◆ Required work ◆
From the records below, pull out every line from the one containing "statue's thigh, one" through the one containing "Target: statue's thigh", both included, and copy them word for word.

==================================================

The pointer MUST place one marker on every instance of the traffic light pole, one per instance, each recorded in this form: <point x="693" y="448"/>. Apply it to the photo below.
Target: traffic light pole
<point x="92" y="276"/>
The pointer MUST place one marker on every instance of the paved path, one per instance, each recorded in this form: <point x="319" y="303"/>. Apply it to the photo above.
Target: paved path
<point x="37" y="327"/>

==================================================

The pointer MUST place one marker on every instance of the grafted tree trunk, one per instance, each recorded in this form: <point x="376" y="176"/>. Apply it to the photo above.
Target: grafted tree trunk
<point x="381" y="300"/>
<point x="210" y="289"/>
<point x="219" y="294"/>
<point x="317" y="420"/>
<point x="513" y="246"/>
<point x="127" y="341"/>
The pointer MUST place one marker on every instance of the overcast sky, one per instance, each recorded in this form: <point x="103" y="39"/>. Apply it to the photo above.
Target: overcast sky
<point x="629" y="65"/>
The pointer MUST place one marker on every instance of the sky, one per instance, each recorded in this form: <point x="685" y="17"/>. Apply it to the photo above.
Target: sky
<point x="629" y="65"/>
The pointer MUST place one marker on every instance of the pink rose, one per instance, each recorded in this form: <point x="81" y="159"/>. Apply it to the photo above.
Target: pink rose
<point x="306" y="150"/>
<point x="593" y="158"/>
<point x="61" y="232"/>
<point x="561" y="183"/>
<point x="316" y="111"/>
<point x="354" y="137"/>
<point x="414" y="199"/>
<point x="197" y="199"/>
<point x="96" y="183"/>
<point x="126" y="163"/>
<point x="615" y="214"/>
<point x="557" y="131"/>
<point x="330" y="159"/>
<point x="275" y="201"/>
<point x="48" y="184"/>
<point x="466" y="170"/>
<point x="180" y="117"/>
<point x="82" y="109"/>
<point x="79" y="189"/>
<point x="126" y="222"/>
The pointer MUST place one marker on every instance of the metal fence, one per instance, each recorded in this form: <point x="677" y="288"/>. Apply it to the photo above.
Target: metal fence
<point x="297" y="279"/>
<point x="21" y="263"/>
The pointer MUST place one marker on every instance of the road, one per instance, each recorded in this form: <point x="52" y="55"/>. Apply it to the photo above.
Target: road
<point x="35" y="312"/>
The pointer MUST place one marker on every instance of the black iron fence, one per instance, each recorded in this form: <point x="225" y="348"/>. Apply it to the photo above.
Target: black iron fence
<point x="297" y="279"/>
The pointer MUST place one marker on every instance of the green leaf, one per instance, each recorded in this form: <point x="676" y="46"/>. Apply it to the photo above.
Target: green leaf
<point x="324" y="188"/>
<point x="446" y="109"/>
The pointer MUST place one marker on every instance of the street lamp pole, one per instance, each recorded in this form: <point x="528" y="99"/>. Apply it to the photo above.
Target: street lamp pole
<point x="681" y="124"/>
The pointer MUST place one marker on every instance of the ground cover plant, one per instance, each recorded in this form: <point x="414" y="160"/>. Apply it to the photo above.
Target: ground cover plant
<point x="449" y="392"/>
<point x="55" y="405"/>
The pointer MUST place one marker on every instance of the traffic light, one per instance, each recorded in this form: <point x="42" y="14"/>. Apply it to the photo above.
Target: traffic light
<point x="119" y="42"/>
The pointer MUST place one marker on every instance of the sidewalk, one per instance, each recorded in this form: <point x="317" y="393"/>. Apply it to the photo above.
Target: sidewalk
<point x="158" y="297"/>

==================================================

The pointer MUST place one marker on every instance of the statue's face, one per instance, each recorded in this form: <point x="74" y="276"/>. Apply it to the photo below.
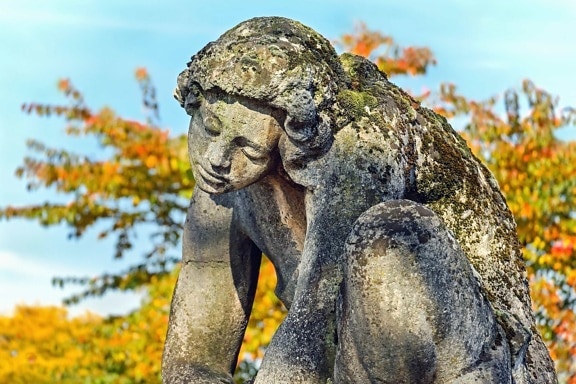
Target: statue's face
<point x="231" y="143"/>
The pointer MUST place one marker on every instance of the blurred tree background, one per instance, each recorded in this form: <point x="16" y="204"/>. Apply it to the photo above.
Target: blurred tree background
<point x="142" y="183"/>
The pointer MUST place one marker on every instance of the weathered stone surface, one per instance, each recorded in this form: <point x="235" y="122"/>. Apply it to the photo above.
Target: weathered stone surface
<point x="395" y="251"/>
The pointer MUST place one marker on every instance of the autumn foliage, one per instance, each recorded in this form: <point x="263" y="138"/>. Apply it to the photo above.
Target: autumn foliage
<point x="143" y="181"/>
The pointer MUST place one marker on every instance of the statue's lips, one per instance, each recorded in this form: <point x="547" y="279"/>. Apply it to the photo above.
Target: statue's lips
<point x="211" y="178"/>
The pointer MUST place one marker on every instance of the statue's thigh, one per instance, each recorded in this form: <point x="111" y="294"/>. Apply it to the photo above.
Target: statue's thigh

==================================================

◆ Correct response ◆
The pointer MUST place one marker on every instance of the statue's thigh, one per instance, each recorded in this form: <point x="111" y="294"/>. Apply it to the photo above.
Target: statue's thigh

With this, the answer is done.